- [EXTRACTED ENTRIES]:
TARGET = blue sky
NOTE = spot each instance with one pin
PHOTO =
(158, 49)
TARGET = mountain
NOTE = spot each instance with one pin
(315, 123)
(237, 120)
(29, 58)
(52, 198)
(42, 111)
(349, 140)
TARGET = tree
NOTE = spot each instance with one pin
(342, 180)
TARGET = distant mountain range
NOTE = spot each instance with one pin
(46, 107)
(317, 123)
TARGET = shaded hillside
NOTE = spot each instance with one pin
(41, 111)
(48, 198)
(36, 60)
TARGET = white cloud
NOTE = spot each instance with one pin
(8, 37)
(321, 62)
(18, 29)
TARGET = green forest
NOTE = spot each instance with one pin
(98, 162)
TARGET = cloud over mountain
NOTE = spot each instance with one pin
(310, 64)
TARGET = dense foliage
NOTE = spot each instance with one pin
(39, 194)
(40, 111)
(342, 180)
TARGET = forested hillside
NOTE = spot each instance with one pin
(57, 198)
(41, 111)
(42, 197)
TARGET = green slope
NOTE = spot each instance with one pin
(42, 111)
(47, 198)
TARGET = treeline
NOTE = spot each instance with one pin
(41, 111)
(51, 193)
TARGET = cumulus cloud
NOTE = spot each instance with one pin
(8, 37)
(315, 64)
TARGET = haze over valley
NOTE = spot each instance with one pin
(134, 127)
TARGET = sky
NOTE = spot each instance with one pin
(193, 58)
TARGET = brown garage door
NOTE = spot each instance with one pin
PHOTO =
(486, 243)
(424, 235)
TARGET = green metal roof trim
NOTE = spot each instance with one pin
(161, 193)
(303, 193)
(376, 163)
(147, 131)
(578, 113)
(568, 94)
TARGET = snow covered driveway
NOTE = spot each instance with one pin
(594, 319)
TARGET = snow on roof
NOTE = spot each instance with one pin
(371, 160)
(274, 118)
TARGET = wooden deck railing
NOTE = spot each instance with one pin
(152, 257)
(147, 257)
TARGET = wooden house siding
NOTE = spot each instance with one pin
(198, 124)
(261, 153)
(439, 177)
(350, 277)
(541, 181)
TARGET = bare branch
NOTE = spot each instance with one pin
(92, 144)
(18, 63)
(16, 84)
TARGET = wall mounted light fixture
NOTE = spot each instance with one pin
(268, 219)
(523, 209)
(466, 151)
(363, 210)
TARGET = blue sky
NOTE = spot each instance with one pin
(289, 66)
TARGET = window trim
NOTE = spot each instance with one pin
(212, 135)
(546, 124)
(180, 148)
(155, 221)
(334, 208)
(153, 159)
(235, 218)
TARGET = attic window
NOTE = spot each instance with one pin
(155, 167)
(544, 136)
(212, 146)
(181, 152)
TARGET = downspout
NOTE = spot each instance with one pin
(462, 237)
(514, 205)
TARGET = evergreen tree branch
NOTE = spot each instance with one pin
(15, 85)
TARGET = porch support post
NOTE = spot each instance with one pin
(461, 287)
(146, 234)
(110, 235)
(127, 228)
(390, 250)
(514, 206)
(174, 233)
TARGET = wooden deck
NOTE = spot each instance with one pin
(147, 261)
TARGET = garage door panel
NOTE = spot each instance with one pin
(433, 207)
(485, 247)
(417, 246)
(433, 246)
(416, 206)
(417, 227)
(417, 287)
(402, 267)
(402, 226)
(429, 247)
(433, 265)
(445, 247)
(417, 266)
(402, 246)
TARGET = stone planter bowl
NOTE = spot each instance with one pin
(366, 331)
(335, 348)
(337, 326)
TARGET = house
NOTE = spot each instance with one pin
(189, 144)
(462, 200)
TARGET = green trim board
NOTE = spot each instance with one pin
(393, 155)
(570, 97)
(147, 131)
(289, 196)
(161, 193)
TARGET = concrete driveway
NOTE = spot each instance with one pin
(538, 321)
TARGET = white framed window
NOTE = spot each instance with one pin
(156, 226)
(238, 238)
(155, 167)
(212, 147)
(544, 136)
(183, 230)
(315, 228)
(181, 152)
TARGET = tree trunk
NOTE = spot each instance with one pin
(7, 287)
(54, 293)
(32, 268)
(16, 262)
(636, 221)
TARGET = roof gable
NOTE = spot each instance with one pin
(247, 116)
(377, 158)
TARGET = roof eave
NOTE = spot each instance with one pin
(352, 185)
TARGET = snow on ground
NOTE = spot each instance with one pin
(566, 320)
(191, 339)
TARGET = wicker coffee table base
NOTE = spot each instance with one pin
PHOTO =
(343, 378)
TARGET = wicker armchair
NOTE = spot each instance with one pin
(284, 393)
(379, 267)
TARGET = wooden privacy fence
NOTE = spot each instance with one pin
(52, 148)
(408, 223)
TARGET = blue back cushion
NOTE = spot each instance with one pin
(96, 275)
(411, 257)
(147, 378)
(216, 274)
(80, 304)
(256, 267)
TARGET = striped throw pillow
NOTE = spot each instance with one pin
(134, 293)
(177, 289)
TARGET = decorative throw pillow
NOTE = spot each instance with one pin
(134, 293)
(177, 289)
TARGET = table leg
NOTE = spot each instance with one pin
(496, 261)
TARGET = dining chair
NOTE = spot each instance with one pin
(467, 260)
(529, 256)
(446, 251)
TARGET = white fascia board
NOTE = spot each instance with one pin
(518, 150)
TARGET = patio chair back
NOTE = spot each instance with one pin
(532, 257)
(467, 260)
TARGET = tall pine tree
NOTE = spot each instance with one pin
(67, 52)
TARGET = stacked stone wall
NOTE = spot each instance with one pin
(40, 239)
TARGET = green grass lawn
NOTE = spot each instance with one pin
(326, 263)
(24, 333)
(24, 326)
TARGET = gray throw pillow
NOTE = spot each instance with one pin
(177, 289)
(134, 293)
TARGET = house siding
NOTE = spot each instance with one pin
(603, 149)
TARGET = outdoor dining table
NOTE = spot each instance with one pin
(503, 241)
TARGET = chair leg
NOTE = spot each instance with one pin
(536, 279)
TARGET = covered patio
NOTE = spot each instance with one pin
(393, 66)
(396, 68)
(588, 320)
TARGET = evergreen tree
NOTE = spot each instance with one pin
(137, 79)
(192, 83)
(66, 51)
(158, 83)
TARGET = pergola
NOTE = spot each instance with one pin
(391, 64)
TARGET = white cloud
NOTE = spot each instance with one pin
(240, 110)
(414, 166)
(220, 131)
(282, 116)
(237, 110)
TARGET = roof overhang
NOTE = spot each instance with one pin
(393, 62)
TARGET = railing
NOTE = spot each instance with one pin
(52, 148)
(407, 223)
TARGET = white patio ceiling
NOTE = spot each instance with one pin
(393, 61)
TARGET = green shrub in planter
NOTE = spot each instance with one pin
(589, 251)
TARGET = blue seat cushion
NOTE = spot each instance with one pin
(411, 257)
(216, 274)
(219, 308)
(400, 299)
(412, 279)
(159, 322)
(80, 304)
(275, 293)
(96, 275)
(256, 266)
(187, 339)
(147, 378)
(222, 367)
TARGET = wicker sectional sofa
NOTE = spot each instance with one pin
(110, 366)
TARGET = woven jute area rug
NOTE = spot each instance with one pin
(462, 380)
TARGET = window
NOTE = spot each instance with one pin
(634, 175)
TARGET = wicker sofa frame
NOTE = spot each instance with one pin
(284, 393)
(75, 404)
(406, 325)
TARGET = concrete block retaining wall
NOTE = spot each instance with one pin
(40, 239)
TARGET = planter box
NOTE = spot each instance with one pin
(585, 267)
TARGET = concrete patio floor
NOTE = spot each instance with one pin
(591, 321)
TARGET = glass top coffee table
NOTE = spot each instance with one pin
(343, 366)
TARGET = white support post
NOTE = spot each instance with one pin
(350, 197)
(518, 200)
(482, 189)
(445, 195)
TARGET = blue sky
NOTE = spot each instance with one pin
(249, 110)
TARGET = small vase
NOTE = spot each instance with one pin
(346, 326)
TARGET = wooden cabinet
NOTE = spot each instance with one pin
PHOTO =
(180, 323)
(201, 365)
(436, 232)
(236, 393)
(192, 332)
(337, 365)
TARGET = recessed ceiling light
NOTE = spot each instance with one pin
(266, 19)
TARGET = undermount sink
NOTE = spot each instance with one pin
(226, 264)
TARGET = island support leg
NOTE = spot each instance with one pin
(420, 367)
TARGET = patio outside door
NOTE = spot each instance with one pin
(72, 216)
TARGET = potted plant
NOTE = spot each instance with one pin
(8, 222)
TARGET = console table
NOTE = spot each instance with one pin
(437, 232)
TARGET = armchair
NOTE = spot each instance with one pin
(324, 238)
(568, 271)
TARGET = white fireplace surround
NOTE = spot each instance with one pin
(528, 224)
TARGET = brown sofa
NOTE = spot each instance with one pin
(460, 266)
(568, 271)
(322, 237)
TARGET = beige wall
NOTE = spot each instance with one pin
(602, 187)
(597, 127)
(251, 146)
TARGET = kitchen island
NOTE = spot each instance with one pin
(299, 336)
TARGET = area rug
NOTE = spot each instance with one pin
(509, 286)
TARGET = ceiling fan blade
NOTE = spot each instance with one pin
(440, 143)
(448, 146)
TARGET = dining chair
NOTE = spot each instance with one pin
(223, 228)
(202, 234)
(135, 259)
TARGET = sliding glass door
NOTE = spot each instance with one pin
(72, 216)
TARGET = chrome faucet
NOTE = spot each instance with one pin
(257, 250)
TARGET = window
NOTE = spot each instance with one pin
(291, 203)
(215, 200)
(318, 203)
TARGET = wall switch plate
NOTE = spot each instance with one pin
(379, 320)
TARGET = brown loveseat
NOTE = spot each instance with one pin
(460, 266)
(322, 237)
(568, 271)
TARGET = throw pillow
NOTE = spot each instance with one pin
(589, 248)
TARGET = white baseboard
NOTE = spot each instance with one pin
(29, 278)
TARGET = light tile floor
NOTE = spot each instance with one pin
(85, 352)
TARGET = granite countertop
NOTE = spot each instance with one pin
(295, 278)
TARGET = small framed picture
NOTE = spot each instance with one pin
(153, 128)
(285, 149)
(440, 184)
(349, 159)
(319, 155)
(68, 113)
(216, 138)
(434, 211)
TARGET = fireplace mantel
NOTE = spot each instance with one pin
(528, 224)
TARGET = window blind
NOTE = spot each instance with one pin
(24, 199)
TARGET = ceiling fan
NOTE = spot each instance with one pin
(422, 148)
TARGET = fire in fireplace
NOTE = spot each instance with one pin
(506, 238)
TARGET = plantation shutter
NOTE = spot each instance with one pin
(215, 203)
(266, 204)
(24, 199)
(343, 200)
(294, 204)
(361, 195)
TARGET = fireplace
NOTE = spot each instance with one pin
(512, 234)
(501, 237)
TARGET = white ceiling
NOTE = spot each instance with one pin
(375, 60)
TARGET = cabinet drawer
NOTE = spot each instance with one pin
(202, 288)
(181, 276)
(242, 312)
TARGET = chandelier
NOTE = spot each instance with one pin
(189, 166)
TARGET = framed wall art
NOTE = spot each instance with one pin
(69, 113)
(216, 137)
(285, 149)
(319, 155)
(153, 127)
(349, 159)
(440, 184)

- [ACTION ITEM]:
Considering only the data above, return the lines in which "coffee" occurs.

- [RESPONSE]:
TARGET = wicker coffee table base
TARGET = glass top coffee table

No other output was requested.